▸ What is being asked: Using the material that follows, output exactly the lines from the one containing "Target: yellow hard hat" through the one containing "In the photo above, where can the blue and", with both ends kept.
• • • • • • •
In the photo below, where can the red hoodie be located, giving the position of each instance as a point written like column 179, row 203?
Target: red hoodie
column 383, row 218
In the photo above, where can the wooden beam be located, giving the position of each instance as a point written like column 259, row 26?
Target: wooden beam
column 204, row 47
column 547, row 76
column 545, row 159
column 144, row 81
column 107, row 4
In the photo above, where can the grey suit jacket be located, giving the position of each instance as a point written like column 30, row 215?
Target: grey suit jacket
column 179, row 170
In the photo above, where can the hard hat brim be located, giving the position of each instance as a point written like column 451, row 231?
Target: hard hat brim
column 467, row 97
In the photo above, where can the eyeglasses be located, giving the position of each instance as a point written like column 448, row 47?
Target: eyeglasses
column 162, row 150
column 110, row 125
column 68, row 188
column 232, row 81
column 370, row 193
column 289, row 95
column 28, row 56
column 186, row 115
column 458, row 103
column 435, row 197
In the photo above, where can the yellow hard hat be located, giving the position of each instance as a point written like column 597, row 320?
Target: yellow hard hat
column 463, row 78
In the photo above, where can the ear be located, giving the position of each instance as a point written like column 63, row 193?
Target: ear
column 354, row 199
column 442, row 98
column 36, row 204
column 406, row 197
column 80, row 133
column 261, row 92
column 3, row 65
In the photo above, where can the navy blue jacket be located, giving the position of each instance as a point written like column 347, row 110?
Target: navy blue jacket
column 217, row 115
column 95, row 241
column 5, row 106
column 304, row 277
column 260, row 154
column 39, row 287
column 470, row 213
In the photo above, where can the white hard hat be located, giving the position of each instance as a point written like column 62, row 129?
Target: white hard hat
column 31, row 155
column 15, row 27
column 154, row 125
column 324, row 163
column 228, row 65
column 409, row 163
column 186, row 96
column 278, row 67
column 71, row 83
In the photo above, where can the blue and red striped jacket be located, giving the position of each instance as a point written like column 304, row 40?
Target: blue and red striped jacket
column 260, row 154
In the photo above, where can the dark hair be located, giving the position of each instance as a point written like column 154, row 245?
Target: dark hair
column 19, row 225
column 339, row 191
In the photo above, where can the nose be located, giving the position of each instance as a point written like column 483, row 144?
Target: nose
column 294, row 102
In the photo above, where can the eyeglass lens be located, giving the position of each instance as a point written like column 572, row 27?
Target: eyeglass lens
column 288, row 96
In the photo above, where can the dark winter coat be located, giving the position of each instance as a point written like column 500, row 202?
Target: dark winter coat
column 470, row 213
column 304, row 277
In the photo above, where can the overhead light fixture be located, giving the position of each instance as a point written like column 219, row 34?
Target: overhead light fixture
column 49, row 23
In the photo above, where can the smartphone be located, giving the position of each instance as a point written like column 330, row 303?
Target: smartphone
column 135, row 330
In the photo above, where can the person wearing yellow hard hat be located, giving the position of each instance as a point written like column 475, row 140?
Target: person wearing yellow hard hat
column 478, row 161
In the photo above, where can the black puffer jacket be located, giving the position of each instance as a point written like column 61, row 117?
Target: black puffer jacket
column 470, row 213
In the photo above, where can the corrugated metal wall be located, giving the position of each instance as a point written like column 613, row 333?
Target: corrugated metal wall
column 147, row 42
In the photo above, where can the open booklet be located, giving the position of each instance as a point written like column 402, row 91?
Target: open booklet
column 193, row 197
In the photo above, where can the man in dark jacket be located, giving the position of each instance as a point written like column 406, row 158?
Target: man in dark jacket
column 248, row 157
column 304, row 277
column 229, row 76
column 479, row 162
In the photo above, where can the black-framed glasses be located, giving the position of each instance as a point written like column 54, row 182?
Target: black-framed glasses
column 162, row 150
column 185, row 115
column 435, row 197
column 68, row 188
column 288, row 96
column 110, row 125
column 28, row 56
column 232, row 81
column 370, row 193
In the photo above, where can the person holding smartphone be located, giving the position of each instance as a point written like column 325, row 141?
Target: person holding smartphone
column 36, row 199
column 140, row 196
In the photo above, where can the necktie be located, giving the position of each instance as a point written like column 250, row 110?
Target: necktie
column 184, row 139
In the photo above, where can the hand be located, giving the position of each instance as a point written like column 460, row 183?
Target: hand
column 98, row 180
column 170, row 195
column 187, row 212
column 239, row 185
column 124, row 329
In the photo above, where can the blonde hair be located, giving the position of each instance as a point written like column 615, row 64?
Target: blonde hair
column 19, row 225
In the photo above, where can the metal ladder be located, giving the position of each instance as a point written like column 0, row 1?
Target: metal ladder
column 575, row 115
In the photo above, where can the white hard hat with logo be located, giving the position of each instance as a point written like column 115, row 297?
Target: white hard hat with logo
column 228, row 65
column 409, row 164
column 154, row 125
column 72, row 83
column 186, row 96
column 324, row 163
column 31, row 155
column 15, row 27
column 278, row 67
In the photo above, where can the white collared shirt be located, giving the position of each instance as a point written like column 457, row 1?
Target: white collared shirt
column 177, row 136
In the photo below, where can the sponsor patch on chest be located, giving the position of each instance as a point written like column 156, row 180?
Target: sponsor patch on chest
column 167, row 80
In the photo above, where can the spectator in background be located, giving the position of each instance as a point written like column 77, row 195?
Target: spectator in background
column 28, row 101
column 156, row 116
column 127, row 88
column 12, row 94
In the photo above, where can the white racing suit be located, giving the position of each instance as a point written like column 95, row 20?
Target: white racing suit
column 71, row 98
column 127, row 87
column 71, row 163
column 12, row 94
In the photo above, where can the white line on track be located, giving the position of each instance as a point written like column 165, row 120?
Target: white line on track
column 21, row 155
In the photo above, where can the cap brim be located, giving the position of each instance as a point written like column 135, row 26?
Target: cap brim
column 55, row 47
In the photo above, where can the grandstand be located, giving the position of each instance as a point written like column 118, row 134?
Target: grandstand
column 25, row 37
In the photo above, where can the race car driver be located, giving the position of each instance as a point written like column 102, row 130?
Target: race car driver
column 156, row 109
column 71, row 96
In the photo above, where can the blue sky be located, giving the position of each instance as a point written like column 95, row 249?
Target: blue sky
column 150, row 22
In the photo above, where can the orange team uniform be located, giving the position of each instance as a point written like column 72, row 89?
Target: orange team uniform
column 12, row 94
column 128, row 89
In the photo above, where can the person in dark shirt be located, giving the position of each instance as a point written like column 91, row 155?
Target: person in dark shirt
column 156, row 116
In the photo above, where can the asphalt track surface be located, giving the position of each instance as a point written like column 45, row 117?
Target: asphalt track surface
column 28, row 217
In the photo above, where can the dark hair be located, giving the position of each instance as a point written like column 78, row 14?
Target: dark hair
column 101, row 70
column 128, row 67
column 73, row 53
• • • • • • •
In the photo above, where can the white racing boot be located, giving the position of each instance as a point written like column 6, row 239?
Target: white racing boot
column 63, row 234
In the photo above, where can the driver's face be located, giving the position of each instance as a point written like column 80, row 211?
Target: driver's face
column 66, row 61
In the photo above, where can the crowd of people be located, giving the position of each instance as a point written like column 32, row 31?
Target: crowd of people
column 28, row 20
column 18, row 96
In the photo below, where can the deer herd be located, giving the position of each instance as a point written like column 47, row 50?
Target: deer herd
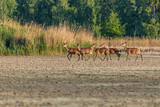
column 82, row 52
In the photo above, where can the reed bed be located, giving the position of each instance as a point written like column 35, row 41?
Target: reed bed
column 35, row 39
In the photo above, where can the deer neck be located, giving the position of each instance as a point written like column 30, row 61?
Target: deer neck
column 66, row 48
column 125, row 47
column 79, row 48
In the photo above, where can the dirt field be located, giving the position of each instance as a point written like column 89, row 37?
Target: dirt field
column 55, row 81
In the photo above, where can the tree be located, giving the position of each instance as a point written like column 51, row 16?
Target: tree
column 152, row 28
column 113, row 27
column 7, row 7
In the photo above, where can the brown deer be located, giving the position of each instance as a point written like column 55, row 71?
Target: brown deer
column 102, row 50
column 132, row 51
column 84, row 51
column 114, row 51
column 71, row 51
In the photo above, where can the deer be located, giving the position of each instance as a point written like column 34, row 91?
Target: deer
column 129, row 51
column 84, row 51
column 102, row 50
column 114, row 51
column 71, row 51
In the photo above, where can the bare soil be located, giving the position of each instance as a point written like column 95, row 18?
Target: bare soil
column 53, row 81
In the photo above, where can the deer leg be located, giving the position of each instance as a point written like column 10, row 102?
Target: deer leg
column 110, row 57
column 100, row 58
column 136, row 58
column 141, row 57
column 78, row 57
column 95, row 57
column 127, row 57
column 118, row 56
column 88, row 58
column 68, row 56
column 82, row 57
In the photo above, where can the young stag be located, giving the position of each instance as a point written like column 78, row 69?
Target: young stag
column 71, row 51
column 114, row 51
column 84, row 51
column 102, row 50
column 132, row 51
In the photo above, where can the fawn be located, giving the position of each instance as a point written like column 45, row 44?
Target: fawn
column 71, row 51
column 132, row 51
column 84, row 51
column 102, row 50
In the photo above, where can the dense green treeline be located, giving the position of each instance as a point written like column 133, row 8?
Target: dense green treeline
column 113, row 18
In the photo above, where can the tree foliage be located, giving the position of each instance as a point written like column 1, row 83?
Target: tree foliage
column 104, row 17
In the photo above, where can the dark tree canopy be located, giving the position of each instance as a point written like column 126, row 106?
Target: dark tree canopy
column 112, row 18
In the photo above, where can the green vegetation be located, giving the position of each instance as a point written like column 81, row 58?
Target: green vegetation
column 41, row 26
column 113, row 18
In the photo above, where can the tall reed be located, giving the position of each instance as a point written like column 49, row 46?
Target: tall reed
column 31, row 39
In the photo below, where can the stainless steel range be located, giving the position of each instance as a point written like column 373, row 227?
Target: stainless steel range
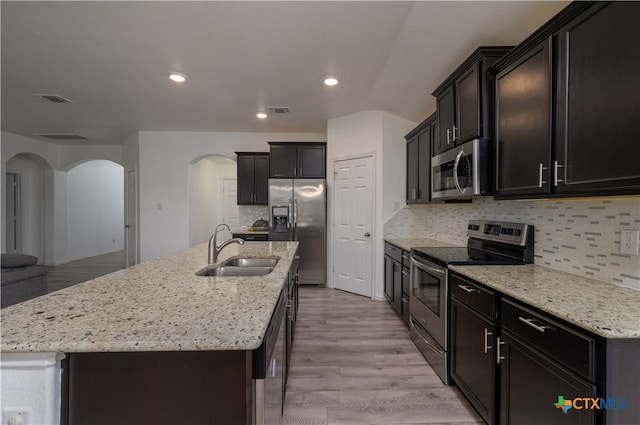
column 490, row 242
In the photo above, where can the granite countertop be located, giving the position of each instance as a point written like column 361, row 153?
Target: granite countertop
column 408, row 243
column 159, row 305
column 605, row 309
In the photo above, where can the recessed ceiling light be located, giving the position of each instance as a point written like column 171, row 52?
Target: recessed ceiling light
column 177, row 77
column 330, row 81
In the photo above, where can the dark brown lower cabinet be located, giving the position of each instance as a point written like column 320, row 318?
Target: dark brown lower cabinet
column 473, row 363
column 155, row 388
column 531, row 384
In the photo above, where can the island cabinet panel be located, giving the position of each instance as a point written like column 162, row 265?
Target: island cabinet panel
• • • • • • •
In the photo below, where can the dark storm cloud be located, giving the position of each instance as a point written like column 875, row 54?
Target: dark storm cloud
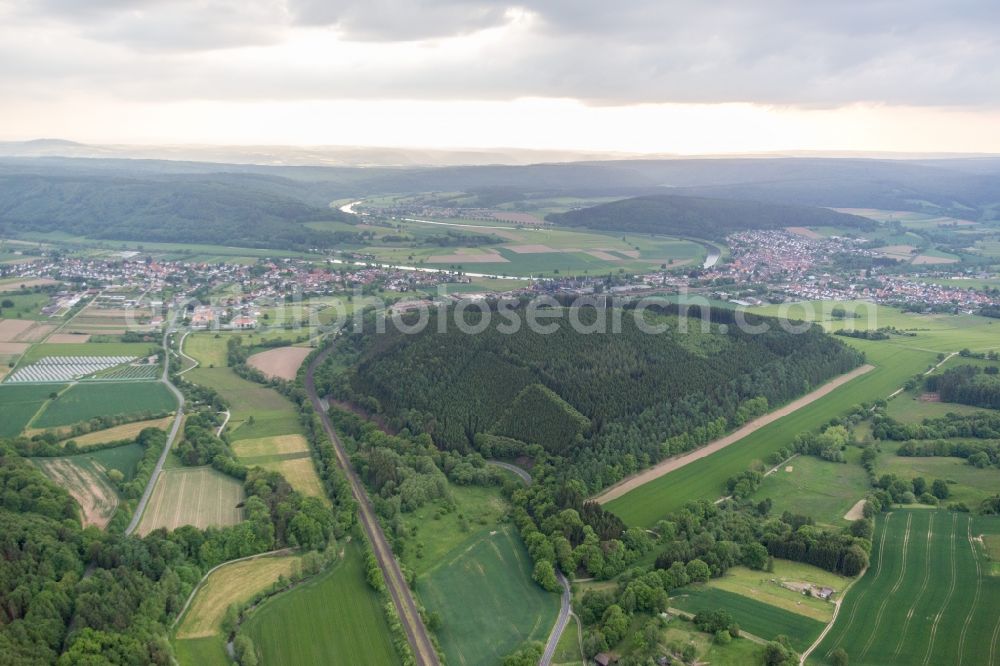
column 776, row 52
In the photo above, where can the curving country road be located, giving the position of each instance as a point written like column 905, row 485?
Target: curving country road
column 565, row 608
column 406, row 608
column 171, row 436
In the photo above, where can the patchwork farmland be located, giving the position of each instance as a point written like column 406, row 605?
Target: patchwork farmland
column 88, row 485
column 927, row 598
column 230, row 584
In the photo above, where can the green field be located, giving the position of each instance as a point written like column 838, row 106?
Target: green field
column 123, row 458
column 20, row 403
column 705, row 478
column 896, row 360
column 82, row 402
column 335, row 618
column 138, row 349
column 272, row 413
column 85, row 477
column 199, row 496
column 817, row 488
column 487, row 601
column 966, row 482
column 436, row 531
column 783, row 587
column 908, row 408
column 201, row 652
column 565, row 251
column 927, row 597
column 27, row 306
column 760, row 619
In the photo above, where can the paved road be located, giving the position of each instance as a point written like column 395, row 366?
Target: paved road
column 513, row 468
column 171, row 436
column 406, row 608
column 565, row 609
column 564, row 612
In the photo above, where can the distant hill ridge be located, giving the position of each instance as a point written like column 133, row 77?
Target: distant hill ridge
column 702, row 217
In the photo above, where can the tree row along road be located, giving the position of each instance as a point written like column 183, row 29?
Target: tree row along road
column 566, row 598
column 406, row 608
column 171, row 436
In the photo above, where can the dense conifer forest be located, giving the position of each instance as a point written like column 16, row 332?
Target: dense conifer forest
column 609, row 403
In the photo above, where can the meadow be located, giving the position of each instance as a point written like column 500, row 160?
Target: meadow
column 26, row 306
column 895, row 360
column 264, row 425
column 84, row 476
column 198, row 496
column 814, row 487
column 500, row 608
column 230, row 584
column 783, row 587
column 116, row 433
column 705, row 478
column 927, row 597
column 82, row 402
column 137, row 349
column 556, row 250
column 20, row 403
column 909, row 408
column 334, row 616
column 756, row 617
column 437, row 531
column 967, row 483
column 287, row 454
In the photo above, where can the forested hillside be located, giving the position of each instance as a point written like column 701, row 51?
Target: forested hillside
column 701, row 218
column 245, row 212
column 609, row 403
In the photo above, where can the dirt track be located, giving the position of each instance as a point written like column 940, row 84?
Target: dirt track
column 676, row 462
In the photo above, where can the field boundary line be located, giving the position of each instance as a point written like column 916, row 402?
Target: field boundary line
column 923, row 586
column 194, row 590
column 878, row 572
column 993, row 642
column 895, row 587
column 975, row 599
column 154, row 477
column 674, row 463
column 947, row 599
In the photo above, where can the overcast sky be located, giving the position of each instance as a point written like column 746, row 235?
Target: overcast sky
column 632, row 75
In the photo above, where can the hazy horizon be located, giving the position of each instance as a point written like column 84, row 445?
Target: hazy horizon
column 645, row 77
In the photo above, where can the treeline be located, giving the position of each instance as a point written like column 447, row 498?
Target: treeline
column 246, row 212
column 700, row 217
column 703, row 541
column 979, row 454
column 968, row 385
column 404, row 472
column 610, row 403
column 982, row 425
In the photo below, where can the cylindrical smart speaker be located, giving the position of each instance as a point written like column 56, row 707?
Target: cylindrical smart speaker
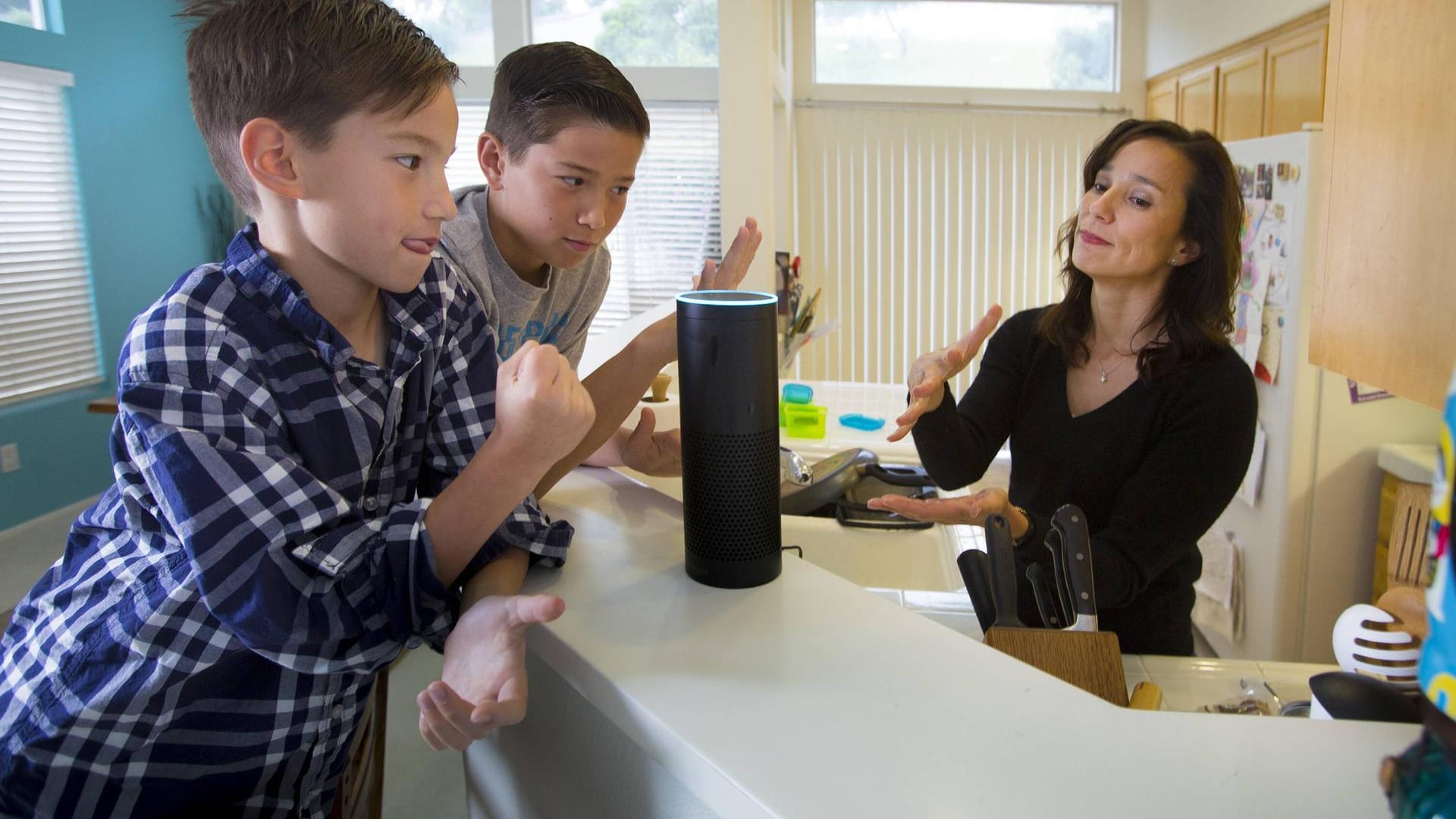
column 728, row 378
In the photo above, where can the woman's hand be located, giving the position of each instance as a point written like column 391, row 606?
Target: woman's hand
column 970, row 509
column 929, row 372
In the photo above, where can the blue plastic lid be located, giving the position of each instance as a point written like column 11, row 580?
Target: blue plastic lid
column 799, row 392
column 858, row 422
• • • • • • •
▸ Task solution:
Target: yellow hard hat
column 463, row 78
In the photo above, where can the ear be located, giving the position of each instance as a point written like column 63, row 193?
Target: ear
column 354, row 199
column 442, row 98
column 36, row 204
column 406, row 197
column 80, row 133
column 261, row 92
column 3, row 65
In the photo above, where can the navy blue jacket be located, giving the position of each instance as a point written like column 347, row 110?
Target: navy blue jacket
column 217, row 115
column 95, row 241
column 5, row 106
column 304, row 277
column 260, row 154
column 39, row 287
column 470, row 213
In the photo above, where can the white hard hat be located, giving the position of each instance as a point written like column 62, row 129?
Target: white hard hat
column 31, row 155
column 15, row 27
column 154, row 125
column 324, row 163
column 228, row 65
column 409, row 163
column 186, row 96
column 278, row 67
column 71, row 83
In the photo above, where can the blue and red striped jacket be located, giving the position of each instance as a point written like column 304, row 40?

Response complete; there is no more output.